Texto do documento:
Cerca de 30 dias antes das operações, coletavam-se informações junto a procuradores do trabalho, auditores-fiscais do trabalho e juízes do trabalho dos municípios a serem inspecionados, entre outros parceiros – como a Confederação Nacional dos Trabalhadores na Agricultura e a Comissão Pastoral da Terra – como forma de identificar possíveis locais com exploração de trabalho escravo contemporâneo ou denúncias concretas. Nesta oportunidade, o MPT encaminhava ofícios-convite para as instituições parceiras que iriam participar da operação (que por sua vez deveriam indicar os nomes e a quantidade de representantes), as datas, e os equipamentos necessários às inspeções (máquinas fotográficas, GPS, impressoras, notebooks etc.). Uma semana antes da abordagem in loco, em contato com os auditores-fiscais do trabalho, procuradores e policiais que iriam integrar a Força-Tarefa, definia-se um roteiro de fiscalizações. Na ocasião, outros órgãos parceiros eram acionados para fornecer informações disponíveis sobre os empregadores que seriam inspecionados (cadastros em órgãos ambientais, investigações em curso no Ministério Público do Estado da Bahia, mapas de caminhamento, ou alvarás de construção junto ao CREA/Ba), para permitir um trabalho de inteligência preliminar.

Dados registrados:

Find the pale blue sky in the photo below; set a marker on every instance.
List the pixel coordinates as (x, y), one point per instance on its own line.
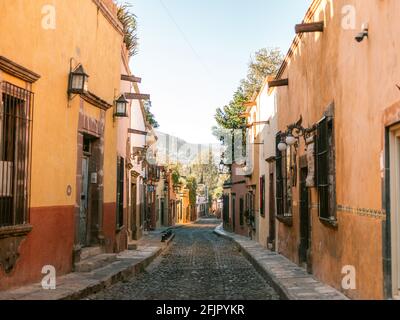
(193, 53)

Tarefas do exercício:
#1 Responda, com base no texto sobre as operações de fiscalização, às perguntas abaixo:
(a) Quantos dias antes das operações começava a coleta de informações?
(b) Que equipamentos necessários às inspeções são citados?
(c) Com quanto tempo de antecedência da abordagem in loco se definia o roteiro de fiscalizações?
#2 Por favor, transforme em lista o parágrafo do texto sobre as operações de fiscalização que começa com "Cerca de 30 dias antes das operações", mantendo os fatos principais.
#3 Dê continuidade ao texto sobre as operações de fiscalização a partir do ponto em que ele termina.

Respostas:
#1
(a) Cerca de 30 dias antes.
(b) Máquinas fotográficas, GPS, impressoras e notebooks.
(c) Uma semana antes.

#2
- Cerca de 30 dias antes das operações, coletavam-se informações junto a procuradores do trabalho, auditores-fiscais do trabalho, juízes do trabalho e outros parceiros, como a Confederação Nacional dos Trabalhadores na Agricultura e a Comissão Pastoral da Terra, para identificar possíveis locais com trabalho escravo contemporâneo ou denúncias concretas.
- Nessa etapa, o MPT enviava ofícios-convite às instituições parceiras. Essas instituições indicavam os nomes e a quantidade de representantes. Os ofícios informavam as datas e os equipamentos necessários às inspeções: máquinas fotográficas, GPS, impressoras, notebooks etc.
- Uma semana antes da abordagem in loco, o roteiro de fiscalizações era definido com os auditores-fiscais do trabalho, procuradores e policiais da Força-Tarefa.
- Na mesma ocasião, outros órgãos parceiros forneciam informações sobre os empregadores a inspecionar para um trabalho de inteligência preliminar. Entre elas estavam cadastros em órgãos ambientais, investigações no Ministério Público do Estado da Bahia, mapas de caminhamento e alvarás de construção junto ao CREA/Ba.

#3
Tudo isto se deu sem prejuízo de iniciativas de capacitação de agentes públicos e membros da sociedade civil. Assim é que, em um período de aproximadamente 3 anos, houve a realização de aproximadamente 20 eventos como audiências públicas, seminários envolvendo estudantes, e cursos de capacitação de agentes públicos (analistas do MPU, PRFs, atendentes de “Disque 100”, policiais militares, conselheiros tutelares, entre outros). A Força baiana teve por premissa a ideia de que, com maior conhecimento sobre o tema trabalho análogo a de escravo, qualquer pessoa pode veicular uma denúncia e assim potencializar a efetividade do combate a este crime.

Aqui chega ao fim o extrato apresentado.